** What is required **
Reproduce each of the records below word for word, with nothing added, dropped, or reordered.

** Records **

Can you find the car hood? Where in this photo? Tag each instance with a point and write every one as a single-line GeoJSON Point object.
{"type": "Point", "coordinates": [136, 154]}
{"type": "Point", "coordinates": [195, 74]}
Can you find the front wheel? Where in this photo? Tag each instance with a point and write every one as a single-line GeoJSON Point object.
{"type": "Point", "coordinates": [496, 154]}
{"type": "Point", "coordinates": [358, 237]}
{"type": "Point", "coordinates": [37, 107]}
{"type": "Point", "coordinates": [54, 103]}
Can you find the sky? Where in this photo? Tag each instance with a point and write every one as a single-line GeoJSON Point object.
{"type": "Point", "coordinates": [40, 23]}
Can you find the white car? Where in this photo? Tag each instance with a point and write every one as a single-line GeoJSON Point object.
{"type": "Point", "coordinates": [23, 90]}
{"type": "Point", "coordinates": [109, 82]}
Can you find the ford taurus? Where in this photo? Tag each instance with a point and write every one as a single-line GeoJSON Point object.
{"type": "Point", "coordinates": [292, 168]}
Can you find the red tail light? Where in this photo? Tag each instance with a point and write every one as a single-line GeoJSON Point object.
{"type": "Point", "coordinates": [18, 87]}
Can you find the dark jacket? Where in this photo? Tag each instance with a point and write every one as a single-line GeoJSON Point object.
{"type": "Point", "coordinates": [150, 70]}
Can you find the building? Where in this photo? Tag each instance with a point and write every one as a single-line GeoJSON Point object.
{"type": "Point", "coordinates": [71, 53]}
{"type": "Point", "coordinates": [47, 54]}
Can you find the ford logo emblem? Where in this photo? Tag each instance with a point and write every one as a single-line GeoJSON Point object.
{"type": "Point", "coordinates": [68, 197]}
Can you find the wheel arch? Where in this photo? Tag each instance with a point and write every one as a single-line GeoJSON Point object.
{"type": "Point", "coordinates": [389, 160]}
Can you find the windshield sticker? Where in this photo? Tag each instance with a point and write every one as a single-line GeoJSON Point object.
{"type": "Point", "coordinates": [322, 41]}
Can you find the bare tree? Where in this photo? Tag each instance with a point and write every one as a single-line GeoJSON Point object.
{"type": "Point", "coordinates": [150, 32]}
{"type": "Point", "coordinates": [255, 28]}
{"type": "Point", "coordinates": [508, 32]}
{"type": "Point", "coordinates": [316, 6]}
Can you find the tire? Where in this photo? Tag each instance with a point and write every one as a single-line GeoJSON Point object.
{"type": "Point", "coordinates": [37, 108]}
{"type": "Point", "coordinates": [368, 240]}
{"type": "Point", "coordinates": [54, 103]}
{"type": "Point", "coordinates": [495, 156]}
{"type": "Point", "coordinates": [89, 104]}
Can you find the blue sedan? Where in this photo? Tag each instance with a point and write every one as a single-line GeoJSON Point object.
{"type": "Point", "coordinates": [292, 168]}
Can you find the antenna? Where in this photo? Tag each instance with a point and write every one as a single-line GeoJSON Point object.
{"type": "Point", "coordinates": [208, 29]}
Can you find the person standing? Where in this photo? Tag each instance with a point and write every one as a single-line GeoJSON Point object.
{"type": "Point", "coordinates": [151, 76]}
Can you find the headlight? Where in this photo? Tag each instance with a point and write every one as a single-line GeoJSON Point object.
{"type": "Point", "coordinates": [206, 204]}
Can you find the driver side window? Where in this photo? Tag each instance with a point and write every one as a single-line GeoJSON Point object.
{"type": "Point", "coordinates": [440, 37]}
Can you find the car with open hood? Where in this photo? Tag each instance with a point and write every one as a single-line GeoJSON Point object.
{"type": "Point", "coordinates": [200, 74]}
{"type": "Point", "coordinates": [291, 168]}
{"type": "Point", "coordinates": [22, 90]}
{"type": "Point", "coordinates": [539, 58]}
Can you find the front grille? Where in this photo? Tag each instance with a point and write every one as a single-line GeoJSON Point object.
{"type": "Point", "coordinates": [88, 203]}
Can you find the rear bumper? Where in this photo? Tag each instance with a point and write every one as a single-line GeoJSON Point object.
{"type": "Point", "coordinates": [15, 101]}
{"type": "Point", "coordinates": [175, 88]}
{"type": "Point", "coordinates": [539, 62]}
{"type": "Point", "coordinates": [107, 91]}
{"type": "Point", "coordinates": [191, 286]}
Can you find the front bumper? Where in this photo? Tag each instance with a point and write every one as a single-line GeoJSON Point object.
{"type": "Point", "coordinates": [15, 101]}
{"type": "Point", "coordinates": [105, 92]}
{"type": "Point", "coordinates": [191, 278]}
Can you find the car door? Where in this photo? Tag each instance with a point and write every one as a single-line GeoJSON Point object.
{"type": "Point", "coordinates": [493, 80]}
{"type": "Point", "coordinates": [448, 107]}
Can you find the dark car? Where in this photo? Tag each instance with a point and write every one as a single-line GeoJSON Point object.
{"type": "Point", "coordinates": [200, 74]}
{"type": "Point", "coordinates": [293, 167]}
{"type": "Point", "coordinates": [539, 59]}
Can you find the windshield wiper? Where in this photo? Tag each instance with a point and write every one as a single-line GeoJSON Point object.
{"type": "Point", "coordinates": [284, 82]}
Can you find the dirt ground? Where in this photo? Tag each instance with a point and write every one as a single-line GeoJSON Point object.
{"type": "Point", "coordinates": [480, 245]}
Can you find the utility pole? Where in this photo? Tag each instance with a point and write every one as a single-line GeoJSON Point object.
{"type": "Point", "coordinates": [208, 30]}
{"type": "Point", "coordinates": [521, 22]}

** Solution to the exercise **
Can you find the car hood? Where in this photo? Tag each instance with a point and write every one as a single-line GeoJSON Point object.
{"type": "Point", "coordinates": [136, 154]}
{"type": "Point", "coordinates": [195, 74]}
Can you find the front wheel? Where in this photo? Tag each instance with a point and write every one as a single-line GeoJSON Point object.
{"type": "Point", "coordinates": [496, 154]}
{"type": "Point", "coordinates": [358, 237]}
{"type": "Point", "coordinates": [37, 107]}
{"type": "Point", "coordinates": [54, 103]}
Can you find the sky? Where in this photo? Tag each instance with a point and write every one as a single-line GeoJSON Point object.
{"type": "Point", "coordinates": [40, 23]}
Can you find the white car? Where in this photo? Tag each instance with a point and write every one as a single-line GeoJSON Point object.
{"type": "Point", "coordinates": [23, 90]}
{"type": "Point", "coordinates": [109, 82]}
Can you find the ford taurus? Where in this photo? Tag each instance with a point and write every one as a single-line GeoJSON Point object.
{"type": "Point", "coordinates": [292, 168]}
Can you find the red tail light? Where in this photo? Tag each instance with a point and write every one as a single-line GeoJSON Point object.
{"type": "Point", "coordinates": [18, 87]}
Can you find the dark jacket? Where in this photo? Tag each instance with a point and write every one as a single-line GeoJSON Point object.
{"type": "Point", "coordinates": [150, 70]}
Can you find the building? Where in this photo? Tag each instance with a point and write every one as a single-line GeoJSON Point object.
{"type": "Point", "coordinates": [71, 53]}
{"type": "Point", "coordinates": [47, 54]}
Can you find the ford logo emblem? Where in this photo? Tag each instance with a point and write every one as a single-line GeoJSON Point object.
{"type": "Point", "coordinates": [68, 197]}
Can you find the wheel arch? Where in this photo? Tag each instance with a point and write every one as a single-line GeoJSON Point object.
{"type": "Point", "coordinates": [389, 160]}
Can you find the windshield sticker? Where in this photo? Tag each instance with a point and write every one as a single-line GeoJSON Point object.
{"type": "Point", "coordinates": [322, 41]}
Can you find the bare tree? Where in this photo? Tag each instance with a point and write every one as a single-line GeoJSON Point object.
{"type": "Point", "coordinates": [150, 32]}
{"type": "Point", "coordinates": [255, 28]}
{"type": "Point", "coordinates": [508, 32]}
{"type": "Point", "coordinates": [316, 6]}
Can you find the tire? Where in this photo? Tag each instance with a point and write every one as a single-line GeoJSON Point object.
{"type": "Point", "coordinates": [37, 108]}
{"type": "Point", "coordinates": [368, 240]}
{"type": "Point", "coordinates": [54, 103]}
{"type": "Point", "coordinates": [495, 156]}
{"type": "Point", "coordinates": [89, 104]}
Can you find the blue sedan? Where in this photo? Tag each instance with a point and write every one as a single-line GeoJSON Point object.
{"type": "Point", "coordinates": [292, 168]}
Can you find the antenna? Where in this photo? Tag each instance with a point and write every one as a single-line GeoJSON Point object.
{"type": "Point", "coordinates": [208, 29]}
Can you find the person standing? Where in this photo? Tag each instance with a point and write every one as a single-line GeoJSON Point object.
{"type": "Point", "coordinates": [151, 76]}
Can you find the headlight? Where in this photo? Tag each instance with a point and write every one as a single-line GeoJSON Point object.
{"type": "Point", "coordinates": [206, 204]}
Can you find the driver side window? Where in this photo? Tag each instance with a point and write every one as a single-line GeoJSON Point object.
{"type": "Point", "coordinates": [440, 37]}
Can you find the car with open hood? Where in this photo? Tag each instance with a point and write every one as a single-line GeoJSON Point object.
{"type": "Point", "coordinates": [200, 74]}
{"type": "Point", "coordinates": [291, 168]}
{"type": "Point", "coordinates": [22, 90]}
{"type": "Point", "coordinates": [539, 58]}
Can you find the front grille? Where in this photo? Tag each instance with a point and write every one as a single-line GeoJSON Point object.
{"type": "Point", "coordinates": [88, 203]}
Can you find the rear bumper? Where in this photo? Tag each instance with a point and write every one as a single-line GeoJSON Point object.
{"type": "Point", "coordinates": [15, 101]}
{"type": "Point", "coordinates": [175, 88]}
{"type": "Point", "coordinates": [539, 62]}
{"type": "Point", "coordinates": [107, 91]}
{"type": "Point", "coordinates": [191, 286]}
Can you find the front bumper? Where in this photo? Tag each instance with a point and write every one as a single-line GeoJSON Point object.
{"type": "Point", "coordinates": [15, 101]}
{"type": "Point", "coordinates": [105, 92]}
{"type": "Point", "coordinates": [191, 278]}
Can you find the car door? Where in this photo? Tag each instance with a point and write every one as a single-line GeoJSON Point object.
{"type": "Point", "coordinates": [493, 80]}
{"type": "Point", "coordinates": [448, 107]}
Can you find the dark car? Where in this photo? Tag each instance with a point and write every one as a single-line GeoJSON Point object.
{"type": "Point", "coordinates": [200, 74]}
{"type": "Point", "coordinates": [293, 167]}
{"type": "Point", "coordinates": [539, 59]}
Can you find the windshield wiper? Where in this photo? Tag each instance with a point and write every one as a single-line GeoJSON Point object.
{"type": "Point", "coordinates": [284, 82]}
Can you find the dirt ground? Where in this photo? Tag each instance with a point and write every one as a single-line GeoJSON Point object.
{"type": "Point", "coordinates": [480, 245]}
Can you find the utility pole? Where in this photo? Tag each instance with a point and write every one as a single-line GeoJSON Point object.
{"type": "Point", "coordinates": [208, 30]}
{"type": "Point", "coordinates": [521, 22]}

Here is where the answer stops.